====== Document text ======

What’s easy to notice

  • I set out on this trip into winds. Southern winds blasted my face, making hill climbs harder and stealing my speed on descent. I cursed it a few times, begged it to let up for a moment, and went deaf from its roar

  • But I only noticed the wind when it was antagonistic. Partially because it mostly blew in from the front, but the few times it blew on my back, I did not notice it. I only gave a soft thanks after coasting for ninety minutes, wondering why this stretch was so easy. 





Fri 3-22. Just south of the Alabama Florida border, near Graceville

Reflections

Stayed in my tent most of the day, avoiding rain. It didn’t hit my area, but soaked west/south of here, so not worth riding in that direction. The reprieve for my thighs and ass is good. 

⅓ of the way to San diego. Seeing the distance from here to Boston on a map is surreal. I know I did it, I can vividly recall almost every day, but somehow the miles feel like dreams. On day 9 in Baltimore, I had to stop myself from calling it off, hopping on a plane back home. Paring back the trip helped, as did meeting the people I have. The eclipse is less than 2.5 weeks away, Less than 1,000 miles to Austin. Feeling well conditioned gives confidence I can pull it off. The setting sun and orange tinted clouds over my last stretch in Georgia reinvigorated me, reminded me of the “why” of this trip. 


Reasons one takes a trip like this

  • Adventure

  • A test of will, drive, mental strength, physical fitness

  • Looking for growth, to learn

  • Seeking some form of radical change; to self and the world


I’ve felt stunted, like I have not progressed. I have done things. Like graduating from undergrad last year. But I’ve felt static since I was a teen.  


Became a citizen in August 2023. I could have done it 5 years ago, but resisted the idea of becoming “American”. What does that even mean; in a nation of 350 million that sabotages itself and its people for narrowly defined gains, that can’t honestly reflect on its history and impact on the world? I finally went through with it because the bureaucracy & tenuousness of permanent residency wasn’t worth the effort of renewing. 


I figured I needed to define being an american for myself. Part of this trip is a search/construction of an american identity I can claim.

So many of us barely get to see this country. Some people essentially never leave their towns. Those who do travel frequently probably bypass most of the country in favor of the “best” other regions and states have to offer: hotels, resorts, places inaccessible to locals . . . .

====== The data ======

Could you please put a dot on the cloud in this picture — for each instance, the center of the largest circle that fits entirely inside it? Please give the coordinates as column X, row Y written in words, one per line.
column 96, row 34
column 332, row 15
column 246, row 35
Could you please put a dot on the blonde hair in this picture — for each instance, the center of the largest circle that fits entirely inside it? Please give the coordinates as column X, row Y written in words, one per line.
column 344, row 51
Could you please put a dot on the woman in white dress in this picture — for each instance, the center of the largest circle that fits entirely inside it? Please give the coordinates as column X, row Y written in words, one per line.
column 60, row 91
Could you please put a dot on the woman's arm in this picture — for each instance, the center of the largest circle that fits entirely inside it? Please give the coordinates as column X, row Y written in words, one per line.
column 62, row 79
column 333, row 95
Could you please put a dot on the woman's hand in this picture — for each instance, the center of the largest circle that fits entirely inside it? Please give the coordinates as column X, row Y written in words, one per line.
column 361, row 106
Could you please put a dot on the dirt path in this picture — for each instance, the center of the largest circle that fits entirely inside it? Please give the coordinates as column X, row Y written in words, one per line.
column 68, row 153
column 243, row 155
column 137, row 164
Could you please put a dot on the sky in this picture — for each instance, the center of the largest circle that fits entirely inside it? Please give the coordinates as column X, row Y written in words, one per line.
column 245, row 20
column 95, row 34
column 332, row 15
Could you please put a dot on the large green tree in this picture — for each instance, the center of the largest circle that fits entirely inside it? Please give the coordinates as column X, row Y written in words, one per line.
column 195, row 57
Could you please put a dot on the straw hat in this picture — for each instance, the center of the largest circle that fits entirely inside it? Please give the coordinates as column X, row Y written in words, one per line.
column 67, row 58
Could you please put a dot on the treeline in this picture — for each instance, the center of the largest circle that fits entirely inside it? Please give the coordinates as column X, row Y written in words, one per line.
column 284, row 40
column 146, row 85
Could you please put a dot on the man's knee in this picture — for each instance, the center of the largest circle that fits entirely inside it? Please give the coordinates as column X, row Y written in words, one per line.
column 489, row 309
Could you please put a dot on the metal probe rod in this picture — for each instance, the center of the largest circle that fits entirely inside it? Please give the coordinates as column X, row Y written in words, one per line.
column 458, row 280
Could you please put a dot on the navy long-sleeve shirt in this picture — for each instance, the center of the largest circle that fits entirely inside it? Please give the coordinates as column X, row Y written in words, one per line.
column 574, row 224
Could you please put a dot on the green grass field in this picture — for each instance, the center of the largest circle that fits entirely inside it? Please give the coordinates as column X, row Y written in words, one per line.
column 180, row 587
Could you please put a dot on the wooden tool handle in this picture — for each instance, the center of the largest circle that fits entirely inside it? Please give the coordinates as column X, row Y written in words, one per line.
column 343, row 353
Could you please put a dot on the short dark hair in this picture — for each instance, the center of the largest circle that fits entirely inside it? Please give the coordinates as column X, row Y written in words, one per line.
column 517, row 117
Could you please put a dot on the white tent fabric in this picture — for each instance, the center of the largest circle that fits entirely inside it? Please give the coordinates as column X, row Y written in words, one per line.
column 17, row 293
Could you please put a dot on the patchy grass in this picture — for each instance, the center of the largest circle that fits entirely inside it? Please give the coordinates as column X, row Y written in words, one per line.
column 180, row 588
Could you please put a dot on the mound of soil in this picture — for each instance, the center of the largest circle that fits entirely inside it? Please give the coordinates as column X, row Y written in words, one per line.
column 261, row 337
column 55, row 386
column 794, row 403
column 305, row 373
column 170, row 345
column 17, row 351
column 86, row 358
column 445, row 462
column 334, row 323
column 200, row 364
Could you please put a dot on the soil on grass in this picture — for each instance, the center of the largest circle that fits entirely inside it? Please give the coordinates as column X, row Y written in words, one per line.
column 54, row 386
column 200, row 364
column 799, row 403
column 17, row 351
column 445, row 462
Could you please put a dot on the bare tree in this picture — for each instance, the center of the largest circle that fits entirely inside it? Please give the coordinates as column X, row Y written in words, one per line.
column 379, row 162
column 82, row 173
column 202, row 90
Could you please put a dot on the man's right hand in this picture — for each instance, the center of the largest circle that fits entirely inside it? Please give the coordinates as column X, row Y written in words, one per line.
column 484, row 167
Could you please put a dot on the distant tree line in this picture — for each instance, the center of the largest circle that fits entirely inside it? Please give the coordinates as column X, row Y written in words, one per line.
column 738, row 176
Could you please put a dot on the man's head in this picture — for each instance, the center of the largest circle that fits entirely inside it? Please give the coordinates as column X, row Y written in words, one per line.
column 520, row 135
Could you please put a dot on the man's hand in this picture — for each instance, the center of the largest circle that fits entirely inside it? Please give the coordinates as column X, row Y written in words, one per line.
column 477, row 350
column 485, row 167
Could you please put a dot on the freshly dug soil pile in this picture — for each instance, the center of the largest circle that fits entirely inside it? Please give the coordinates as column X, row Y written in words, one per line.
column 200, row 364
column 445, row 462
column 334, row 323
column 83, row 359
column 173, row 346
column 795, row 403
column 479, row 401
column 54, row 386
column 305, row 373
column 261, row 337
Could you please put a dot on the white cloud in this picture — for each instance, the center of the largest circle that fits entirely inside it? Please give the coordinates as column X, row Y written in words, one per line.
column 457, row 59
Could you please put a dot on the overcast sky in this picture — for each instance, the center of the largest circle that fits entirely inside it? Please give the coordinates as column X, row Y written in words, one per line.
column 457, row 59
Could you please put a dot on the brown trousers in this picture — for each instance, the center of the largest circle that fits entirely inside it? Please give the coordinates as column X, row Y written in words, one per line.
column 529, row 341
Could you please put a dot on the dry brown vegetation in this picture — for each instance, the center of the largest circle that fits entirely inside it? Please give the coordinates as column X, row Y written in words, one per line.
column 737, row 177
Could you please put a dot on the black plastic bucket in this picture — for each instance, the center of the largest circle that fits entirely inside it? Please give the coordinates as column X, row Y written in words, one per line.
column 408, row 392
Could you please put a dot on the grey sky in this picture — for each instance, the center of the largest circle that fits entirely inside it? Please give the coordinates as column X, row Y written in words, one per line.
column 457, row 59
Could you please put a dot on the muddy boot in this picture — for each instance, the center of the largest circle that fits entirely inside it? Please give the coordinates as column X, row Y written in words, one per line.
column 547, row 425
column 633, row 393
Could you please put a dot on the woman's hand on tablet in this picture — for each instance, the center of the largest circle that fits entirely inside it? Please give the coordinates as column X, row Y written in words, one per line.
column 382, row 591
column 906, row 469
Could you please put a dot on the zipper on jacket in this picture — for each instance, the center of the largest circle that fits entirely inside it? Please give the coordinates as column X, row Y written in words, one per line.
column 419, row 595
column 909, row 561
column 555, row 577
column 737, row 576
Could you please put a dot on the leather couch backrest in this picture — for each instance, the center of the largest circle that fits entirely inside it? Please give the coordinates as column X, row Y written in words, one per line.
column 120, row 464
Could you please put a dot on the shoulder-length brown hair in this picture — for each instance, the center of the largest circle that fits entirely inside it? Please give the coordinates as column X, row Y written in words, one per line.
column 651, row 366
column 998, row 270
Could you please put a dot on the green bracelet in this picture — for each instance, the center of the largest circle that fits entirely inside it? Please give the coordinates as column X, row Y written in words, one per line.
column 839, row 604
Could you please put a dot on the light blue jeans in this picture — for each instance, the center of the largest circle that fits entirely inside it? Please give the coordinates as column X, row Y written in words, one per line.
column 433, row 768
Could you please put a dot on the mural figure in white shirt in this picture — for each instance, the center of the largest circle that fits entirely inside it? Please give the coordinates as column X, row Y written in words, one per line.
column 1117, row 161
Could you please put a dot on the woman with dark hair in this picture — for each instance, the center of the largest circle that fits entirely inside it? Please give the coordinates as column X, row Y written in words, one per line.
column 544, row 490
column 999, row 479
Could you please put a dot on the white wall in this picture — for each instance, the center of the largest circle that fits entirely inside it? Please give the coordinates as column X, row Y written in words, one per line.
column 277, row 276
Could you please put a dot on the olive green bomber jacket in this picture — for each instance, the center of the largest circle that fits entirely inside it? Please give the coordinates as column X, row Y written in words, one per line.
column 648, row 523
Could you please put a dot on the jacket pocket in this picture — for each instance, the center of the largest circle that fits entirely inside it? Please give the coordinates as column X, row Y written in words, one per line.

======

→ **Exercise tasks**
**a)** Duplicate a passage of the trip journal, starting with "Reflections" and going on through "ass is good.".
**b)** In the trip journal, when did the writer become a citizen?
**c)** Take the trip journal further, picking up after its final sentence.

→ **Answer list**
**a)**
Reflections

Stayed in my tent most of the day, avoiding rain. It didn’t hit my area, but soaked west/south of here, so not worth riding in that direction. The reprieve for my thighs and ass is good.

**b)** In August 2023.

**c)**
I choose the direction of this trip, but what I see and where I ride through is up to what’s “safest” for a bike. 

It’s not at all like living somewhere, but 1, 2, 300 miles through a state grows into its own kind of intimacy: a desire to protect, invest, and improve the places you ride through for the people you glimpse in passing. 


Taking space on these roads frightens me; plentiful roadkill constantly reminds me that my life is not entirely in my own hands. Plenty of assholes have angrily honked as they blow past, pathetic people gas me with their exhaust, but I also see, and appreciate, the head nods and waves, the light beeps of encouragement, and the wide berth cautious drivers grant me. Multiple strangers–now friends– have let me crash at theirs, given me hot meals, let me do laundry. 


Kindness to a stranger. Small gestures of support. At the bare minimum not intentionally worsening someone’s day. These are aspects of an American identity I can proudly claim




Embarking on a solo journey an act of self-exploration.

testing the hard-wired parts against the unpredictable reality of the open road, seeing who i am when stripped of context, safety nets, or familiar routines.

I am slightly insane, there's no way a “normal” person willingly takes something like this on.  What might seem bizarre—the desire for solitude, the urge to endure—is part of who i am. my way of answering lingering questions about who ive become as a result of both innate resilience and the experiences that demanded it.